» Supplied information:
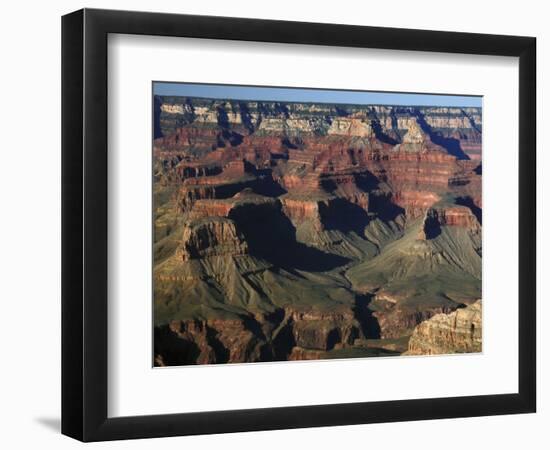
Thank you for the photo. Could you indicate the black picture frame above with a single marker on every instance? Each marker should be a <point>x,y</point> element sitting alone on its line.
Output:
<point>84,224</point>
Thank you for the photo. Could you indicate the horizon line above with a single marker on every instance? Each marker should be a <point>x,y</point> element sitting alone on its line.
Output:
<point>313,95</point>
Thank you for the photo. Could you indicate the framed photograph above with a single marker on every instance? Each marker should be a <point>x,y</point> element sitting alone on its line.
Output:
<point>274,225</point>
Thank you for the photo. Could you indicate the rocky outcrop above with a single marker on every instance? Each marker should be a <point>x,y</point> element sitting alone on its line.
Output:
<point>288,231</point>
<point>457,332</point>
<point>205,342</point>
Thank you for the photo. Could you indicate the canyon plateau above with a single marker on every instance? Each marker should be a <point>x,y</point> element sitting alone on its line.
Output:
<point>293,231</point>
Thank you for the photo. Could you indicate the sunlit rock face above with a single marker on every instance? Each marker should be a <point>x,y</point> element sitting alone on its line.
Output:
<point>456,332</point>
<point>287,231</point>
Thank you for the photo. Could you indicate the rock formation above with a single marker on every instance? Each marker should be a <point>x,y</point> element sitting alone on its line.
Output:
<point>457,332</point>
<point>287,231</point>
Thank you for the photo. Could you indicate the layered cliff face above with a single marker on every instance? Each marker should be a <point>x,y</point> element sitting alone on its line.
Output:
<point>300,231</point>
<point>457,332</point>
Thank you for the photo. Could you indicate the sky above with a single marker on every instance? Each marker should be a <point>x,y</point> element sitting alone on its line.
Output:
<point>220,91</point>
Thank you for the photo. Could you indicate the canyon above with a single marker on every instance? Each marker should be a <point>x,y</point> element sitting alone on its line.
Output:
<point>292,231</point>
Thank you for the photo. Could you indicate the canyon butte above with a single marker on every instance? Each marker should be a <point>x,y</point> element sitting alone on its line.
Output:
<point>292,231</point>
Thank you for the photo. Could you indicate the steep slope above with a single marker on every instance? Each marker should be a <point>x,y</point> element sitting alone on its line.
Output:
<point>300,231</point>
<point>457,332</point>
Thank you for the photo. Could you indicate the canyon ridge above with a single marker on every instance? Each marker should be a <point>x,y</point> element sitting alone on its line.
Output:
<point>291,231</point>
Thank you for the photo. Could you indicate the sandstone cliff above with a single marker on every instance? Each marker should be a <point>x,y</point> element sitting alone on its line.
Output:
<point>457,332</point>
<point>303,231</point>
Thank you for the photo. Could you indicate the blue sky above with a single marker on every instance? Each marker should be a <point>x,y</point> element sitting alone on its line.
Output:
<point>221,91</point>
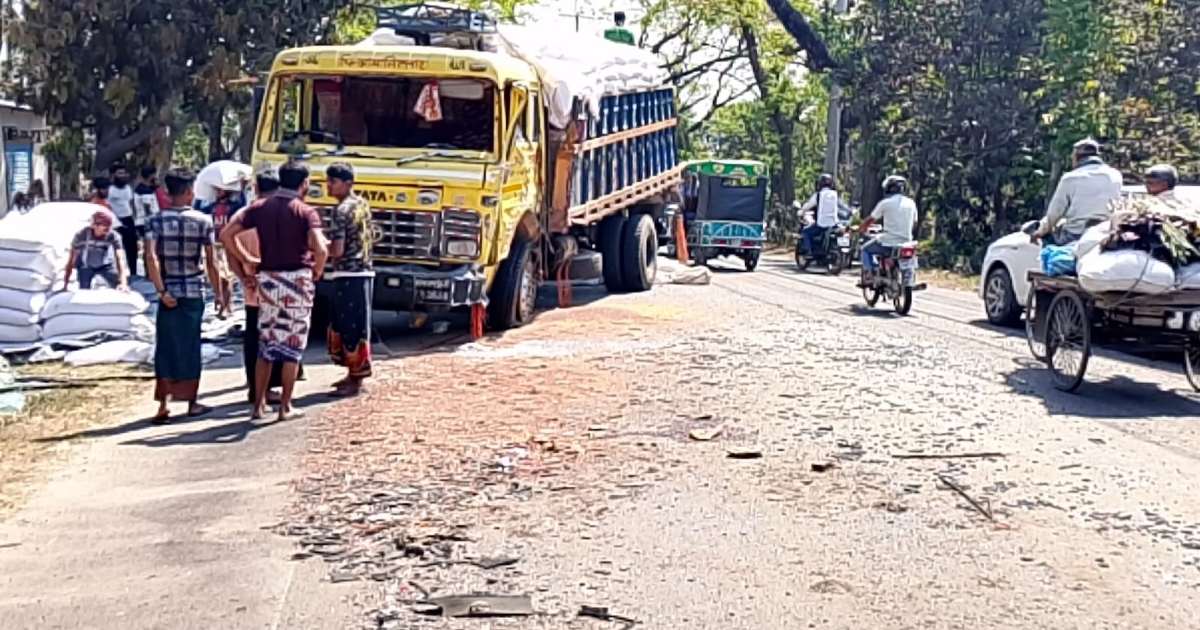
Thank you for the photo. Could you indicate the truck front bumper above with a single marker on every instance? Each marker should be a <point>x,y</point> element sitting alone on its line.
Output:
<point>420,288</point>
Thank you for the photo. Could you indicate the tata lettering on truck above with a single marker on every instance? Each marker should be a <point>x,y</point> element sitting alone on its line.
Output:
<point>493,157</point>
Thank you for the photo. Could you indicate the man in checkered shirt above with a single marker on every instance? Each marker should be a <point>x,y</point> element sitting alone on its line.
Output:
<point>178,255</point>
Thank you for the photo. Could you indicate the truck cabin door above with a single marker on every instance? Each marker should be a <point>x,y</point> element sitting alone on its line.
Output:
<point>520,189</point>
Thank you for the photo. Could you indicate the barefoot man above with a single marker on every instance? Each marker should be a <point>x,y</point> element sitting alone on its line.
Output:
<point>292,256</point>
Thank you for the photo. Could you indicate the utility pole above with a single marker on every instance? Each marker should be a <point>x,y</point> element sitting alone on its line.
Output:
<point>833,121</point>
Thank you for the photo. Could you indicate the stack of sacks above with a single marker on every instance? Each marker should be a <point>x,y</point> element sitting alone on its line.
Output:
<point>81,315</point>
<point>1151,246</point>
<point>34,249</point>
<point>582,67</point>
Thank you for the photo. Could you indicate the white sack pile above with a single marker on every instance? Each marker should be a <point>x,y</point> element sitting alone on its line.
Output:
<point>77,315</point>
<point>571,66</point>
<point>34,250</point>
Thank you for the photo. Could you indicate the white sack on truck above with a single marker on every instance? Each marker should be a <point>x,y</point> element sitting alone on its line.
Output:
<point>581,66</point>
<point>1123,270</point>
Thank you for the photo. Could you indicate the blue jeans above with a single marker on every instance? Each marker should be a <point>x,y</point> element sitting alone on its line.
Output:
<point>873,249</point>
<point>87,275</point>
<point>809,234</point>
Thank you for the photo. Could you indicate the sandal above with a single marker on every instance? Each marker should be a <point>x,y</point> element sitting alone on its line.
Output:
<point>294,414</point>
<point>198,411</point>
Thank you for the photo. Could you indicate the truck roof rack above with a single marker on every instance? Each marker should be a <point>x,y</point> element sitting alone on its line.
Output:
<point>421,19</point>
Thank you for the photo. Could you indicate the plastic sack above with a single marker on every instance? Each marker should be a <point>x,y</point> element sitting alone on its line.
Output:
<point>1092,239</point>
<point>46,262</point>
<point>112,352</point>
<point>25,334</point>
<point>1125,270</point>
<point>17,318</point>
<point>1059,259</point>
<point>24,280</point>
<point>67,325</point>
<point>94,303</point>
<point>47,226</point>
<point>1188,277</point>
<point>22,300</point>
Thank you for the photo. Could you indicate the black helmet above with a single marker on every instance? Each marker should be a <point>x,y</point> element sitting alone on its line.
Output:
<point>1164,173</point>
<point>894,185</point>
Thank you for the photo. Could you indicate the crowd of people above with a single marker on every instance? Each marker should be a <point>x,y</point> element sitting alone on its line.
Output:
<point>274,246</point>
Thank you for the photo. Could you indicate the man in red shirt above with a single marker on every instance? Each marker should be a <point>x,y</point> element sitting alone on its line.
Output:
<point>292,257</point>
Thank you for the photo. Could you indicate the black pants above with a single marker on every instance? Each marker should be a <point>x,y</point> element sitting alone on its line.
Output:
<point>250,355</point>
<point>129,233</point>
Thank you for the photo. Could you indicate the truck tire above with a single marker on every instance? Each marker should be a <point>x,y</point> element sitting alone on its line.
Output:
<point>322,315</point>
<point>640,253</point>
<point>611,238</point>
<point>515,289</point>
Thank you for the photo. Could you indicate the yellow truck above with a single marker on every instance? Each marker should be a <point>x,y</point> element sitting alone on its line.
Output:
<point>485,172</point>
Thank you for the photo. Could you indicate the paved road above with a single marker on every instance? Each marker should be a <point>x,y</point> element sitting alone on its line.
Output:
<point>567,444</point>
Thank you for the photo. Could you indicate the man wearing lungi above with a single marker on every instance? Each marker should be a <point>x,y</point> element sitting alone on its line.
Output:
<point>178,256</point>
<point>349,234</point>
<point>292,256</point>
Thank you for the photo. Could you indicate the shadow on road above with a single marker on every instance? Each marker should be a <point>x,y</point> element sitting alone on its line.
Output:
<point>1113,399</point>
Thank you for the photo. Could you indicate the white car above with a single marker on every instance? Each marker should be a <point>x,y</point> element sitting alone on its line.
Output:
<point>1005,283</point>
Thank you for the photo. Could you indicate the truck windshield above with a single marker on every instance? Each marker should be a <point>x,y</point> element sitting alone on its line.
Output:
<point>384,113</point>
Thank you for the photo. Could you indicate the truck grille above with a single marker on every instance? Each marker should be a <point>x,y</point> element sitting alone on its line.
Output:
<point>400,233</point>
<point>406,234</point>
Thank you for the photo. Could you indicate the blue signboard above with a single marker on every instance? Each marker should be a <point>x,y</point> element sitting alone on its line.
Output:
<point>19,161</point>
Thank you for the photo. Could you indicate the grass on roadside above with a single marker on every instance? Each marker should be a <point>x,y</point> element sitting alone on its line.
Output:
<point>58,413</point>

» Problem description:
Starting at the line that contains "Thank you for the photo. Could you indicate the blue signboard" and ending at the last line of the rows, write out only those lines again, requests included. Scale every x and y coordinate in the answers by 1.15 and round each to a whole number, with halves rounded up; leave the requests and their format sample unchanged.

» Worked solution:
Thank you for the photo. Could you indicate the blue signboard above with a single marker on every instance? Each marker should be a <point>x,y</point> element sitting alone on its line.
Output:
<point>22,185</point>
Thank you for the photo. Could you indicate the grass on roadside above with a single marker on every instance? Each marker should be a <point>x,y</point> element sitting alone on its line.
Output:
<point>67,475</point>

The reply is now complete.